● ESTRATTO DEL DOCUMENTO:

________________________________________

Pagine di Storia – Domenico, un sannita a Porta Pia

Contributo del Gen. Antonio Zerrillo* per La Voce del Sannio: “Auspico e spero, fervidamente, che la Memoria di Domenico e di tutti i Sanniti  e gli Italiani che resero possibile questa impresa sia degnamente onorata. A Roma e nel nostro Sannio“.

E’ notte.

Silenzio.

Sono in migliaia, eppure c’è un grande, assoluto silenzio.

Le mura della Città, pur così vicine, si intravedono appena, confuse col cielo nero.

La luna è già tramontata.

Fino a poche ore prima, i soldati s’erano stretti attorno ai falò, parlando, sommessamente, tra loro.

Poi, i fuochi erano stati spenti e le braci coperte di terra.

Nessuno parlava più. Ma nessuno dormiva. Volti tesi, lo sguardo avanti, verso quelle mura, ancora indistinguibili dalla notte scura.

Silenzio.

Domenico è accanto agli altri, col suo plotone, seduto per terra.

Anche lui guarda quelle mura, che iniziano dove finiscono le stelle.

Pensa.

Era di notte anche quel giorno, solo qualche anno prima, quando si ritrovò, nella piazza di Reino, il suo paese, tra le colline dell’Alto Sannio, con altri giovani come lui.

Poco dopo, alla luce di una lanterna, era arrivato il Sindaco, Francesco Autore.

________________________________________

● VOCI:
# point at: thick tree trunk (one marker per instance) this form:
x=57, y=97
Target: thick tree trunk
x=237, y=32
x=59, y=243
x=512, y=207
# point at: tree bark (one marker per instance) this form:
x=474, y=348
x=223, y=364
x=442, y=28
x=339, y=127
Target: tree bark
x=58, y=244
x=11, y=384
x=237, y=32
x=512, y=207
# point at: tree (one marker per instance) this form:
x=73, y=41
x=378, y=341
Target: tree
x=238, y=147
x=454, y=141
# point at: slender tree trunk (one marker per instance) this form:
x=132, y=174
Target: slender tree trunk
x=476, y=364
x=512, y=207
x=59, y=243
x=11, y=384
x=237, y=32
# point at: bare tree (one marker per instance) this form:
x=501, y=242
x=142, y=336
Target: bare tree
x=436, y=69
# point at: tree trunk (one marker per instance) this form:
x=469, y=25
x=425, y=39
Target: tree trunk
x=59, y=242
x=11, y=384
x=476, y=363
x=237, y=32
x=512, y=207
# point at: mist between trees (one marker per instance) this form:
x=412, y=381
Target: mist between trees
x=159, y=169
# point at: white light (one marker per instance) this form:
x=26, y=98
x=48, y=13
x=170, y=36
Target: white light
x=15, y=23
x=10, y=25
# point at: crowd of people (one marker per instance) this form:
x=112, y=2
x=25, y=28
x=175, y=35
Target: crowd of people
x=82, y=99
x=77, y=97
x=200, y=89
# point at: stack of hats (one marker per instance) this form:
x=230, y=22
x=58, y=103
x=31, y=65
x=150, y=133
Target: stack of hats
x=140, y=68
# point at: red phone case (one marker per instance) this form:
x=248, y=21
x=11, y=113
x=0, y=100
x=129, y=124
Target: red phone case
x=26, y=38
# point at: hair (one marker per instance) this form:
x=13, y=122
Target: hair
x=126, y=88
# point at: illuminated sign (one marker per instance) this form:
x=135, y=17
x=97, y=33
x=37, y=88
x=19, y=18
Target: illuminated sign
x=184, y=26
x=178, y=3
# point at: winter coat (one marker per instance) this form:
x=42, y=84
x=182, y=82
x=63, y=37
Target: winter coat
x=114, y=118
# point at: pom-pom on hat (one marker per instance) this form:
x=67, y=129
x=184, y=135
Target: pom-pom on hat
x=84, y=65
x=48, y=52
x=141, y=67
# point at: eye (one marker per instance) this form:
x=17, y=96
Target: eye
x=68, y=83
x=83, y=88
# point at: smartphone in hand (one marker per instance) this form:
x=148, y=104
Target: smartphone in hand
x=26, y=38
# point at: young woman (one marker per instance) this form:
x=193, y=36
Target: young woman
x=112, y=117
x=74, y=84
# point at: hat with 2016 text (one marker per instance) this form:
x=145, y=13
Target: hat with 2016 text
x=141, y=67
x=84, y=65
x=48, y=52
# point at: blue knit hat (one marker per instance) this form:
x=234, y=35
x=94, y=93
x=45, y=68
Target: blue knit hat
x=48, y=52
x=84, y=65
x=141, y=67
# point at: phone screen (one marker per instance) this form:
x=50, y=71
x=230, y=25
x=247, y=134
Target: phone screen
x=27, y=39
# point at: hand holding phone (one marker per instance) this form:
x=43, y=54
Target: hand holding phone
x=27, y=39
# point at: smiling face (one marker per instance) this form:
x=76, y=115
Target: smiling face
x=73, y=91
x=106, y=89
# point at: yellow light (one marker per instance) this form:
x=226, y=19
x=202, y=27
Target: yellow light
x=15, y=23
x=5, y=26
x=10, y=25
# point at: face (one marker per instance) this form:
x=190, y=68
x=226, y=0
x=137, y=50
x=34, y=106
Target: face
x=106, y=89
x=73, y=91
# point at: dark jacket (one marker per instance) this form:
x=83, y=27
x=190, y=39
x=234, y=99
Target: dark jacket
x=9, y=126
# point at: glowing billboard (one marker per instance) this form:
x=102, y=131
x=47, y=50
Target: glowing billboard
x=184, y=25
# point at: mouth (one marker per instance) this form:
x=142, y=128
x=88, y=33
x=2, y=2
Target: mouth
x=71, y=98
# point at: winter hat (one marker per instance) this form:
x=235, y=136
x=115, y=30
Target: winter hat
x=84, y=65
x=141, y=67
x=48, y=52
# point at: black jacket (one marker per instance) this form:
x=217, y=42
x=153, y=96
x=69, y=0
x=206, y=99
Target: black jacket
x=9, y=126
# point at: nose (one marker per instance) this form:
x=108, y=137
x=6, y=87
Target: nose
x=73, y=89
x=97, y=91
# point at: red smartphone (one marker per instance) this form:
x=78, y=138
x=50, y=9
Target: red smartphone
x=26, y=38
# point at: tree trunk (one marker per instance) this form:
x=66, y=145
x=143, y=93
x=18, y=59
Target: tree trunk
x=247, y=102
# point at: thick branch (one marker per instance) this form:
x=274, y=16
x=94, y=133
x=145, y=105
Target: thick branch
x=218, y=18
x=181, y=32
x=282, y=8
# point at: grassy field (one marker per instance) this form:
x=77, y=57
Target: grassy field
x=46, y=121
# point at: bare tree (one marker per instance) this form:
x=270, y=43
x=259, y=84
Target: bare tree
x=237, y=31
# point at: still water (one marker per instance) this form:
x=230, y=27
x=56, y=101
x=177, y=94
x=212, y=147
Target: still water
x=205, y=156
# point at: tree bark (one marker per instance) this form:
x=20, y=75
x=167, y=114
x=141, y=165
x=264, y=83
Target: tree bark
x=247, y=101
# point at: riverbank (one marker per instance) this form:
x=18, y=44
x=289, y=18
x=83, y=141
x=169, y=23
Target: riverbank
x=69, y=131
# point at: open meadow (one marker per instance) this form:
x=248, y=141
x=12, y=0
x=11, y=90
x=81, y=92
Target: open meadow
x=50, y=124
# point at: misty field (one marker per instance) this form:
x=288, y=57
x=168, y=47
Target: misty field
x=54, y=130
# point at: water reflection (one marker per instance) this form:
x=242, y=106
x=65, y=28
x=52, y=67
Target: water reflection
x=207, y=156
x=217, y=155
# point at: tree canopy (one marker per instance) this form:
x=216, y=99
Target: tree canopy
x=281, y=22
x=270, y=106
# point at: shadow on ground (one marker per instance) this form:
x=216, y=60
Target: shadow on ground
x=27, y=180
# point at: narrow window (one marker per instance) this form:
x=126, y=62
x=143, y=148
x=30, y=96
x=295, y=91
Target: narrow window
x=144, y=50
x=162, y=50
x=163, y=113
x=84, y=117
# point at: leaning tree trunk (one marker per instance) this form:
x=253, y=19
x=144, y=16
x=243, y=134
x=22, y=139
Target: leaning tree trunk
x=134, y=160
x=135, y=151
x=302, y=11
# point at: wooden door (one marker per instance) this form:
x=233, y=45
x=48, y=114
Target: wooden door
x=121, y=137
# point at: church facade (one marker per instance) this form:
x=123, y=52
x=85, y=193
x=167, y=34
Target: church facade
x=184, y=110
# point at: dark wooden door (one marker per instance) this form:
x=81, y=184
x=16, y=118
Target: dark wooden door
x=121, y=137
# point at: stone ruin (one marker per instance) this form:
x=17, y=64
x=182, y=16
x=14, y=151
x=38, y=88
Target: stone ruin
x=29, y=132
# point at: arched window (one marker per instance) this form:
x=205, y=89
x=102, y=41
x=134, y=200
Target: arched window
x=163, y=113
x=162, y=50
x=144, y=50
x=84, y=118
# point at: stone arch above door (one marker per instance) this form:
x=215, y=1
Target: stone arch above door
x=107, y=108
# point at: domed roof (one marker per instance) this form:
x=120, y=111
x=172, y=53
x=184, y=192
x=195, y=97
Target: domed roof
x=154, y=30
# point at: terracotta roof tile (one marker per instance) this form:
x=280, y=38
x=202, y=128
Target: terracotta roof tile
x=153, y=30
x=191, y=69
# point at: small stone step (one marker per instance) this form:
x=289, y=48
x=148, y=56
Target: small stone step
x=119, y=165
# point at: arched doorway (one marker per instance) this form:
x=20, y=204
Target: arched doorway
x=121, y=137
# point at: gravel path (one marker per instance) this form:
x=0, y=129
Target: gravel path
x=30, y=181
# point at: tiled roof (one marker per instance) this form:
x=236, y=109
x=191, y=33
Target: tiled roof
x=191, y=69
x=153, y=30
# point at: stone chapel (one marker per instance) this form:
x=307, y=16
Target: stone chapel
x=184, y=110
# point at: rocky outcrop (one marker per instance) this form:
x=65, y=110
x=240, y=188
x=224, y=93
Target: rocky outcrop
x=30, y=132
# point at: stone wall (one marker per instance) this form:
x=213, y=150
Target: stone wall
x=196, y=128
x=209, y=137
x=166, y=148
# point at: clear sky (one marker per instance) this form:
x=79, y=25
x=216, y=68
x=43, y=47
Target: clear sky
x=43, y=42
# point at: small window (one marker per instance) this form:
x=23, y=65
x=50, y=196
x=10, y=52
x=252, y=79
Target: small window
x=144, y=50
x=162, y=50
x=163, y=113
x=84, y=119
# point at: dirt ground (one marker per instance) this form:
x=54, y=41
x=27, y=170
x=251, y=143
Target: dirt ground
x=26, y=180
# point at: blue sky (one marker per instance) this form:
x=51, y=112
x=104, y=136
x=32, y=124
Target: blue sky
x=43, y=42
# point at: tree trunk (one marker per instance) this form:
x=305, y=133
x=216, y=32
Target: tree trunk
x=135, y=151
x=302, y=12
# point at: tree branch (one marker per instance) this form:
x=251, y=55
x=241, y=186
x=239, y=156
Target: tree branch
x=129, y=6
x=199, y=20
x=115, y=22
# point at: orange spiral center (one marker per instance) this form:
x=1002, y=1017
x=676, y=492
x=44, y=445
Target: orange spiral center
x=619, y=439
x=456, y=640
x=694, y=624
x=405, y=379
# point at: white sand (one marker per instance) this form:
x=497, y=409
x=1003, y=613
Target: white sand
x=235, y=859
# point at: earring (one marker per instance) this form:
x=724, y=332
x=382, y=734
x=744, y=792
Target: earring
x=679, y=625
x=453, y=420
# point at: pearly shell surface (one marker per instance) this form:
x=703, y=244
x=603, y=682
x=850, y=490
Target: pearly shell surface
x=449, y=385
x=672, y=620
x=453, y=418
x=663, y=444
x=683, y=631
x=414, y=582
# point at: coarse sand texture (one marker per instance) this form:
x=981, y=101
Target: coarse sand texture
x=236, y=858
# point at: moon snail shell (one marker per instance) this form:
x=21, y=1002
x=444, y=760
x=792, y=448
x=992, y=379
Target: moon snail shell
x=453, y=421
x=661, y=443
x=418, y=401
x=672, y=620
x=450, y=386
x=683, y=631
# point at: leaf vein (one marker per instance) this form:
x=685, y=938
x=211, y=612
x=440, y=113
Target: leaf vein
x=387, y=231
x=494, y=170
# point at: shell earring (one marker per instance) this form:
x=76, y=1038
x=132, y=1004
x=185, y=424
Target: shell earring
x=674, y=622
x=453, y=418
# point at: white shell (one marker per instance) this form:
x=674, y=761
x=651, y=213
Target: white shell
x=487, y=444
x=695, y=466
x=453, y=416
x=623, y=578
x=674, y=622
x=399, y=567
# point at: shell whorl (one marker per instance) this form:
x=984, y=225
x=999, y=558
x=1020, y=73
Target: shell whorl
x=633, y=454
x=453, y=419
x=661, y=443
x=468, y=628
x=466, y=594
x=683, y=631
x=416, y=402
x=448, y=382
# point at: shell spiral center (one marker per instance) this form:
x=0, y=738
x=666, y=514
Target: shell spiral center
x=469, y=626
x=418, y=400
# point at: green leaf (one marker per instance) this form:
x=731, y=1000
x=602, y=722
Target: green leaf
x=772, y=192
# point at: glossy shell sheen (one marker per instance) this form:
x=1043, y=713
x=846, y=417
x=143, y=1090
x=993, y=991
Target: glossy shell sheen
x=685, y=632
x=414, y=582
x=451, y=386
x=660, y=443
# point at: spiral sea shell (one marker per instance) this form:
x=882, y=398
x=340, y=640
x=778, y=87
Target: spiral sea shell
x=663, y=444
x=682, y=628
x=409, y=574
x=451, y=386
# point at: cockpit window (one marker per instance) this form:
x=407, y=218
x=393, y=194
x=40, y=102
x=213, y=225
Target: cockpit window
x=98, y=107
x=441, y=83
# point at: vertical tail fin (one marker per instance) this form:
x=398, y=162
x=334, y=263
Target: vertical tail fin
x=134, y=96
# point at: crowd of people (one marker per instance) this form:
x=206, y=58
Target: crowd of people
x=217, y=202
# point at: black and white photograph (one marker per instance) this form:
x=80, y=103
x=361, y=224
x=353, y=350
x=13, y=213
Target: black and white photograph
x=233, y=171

________________________________________

● COMPITI DA SVOLGERE:
a. Rispondi a queste domande sull'estratto:
(i) Chi firma il contributo per La Voce del Sannio?
(ii) Che cosa è già successo alla luna?
(iii) Come si chiama il Sindaco che arriva alla luce di una lanterna?
b. Puoi riscrivere la parte delle voci che si apre con la riga contenente "# point at: coarse" e si chiude con quella contenente "x=441, y=83", estremi inclusi, sfasando di -149 ogni coordinata x e y delle risposte e lasciando invariate tutte le altre righe?

● ESERCIZI RISOLTI:
a.
(i) Il Gen. Antonio Zerrillo.
(ii) È già tramontata.
(iii) Francesco Autore.

b.
# point at: coarse sand texture (one marker per instance) this form:
x=981, y=101
Target: coarse sand texture
x=87, y=709
# point at: moon snail shell (one marker per instance) this form:
x=21, y=1002
x=444, y=760
x=792, y=448
x=992, y=379
Target: moon snail shell
x=304, y=272
x=512, y=294
x=269, y=252
x=523, y=471
x=301, y=237
x=534, y=482
# point at: leaf vein (one marker per instance) this form:
x=685, y=938
x=211, y=612
x=440, y=113
Target: leaf vein
x=238, y=82
x=345, y=21
# point at: shell earring (one marker per instance) this form:
x=76, y=1038
x=132, y=1004
x=185, y=424
Target: shell earring
x=525, y=473
x=304, y=269
# point at: white shell (one marker per instance) this form:
x=674, y=761
x=651, y=213
Target: white shell
x=338, y=295
x=546, y=317
x=304, y=267
x=474, y=429
x=525, y=473
x=250, y=418
# point at: shell whorl (one marker per instance) this form:
x=984, y=225
x=999, y=558
x=1020, y=73
Target: shell whorl
x=484, y=305
x=304, y=270
x=512, y=294
x=319, y=479
x=317, y=445
x=534, y=482
x=267, y=253
x=299, y=233
# point at: shell spiral center (one marker per instance) this form:
x=0, y=738
x=666, y=514
Target: shell spiral center
x=320, y=477
x=269, y=251
# point at: green leaf (one marker per instance) this form:
x=731, y=1000
x=602, y=722
Target: green leaf
x=623, y=43
# point at: glossy shell sheen (one marker per instance) this form:
x=1043, y=713
x=846, y=417
x=143, y=1090
x=993, y=991
Target: glossy shell sheen
x=536, y=483
x=265, y=433
x=302, y=237
x=511, y=294
# point at: spiral sea shell (one marker per instance) this form:
x=882, y=398
x=340, y=640
x=778, y=87
Target: spiral sea shell
x=514, y=295
x=533, y=479
x=260, y=425
x=302, y=237
# point at: cockpit window (one marker per instance) this form:
x=407, y=218
x=393, y=194
x=40, y=102
x=213, y=225
Target: cockpit window
x=-51, y=-42
x=292, y=-66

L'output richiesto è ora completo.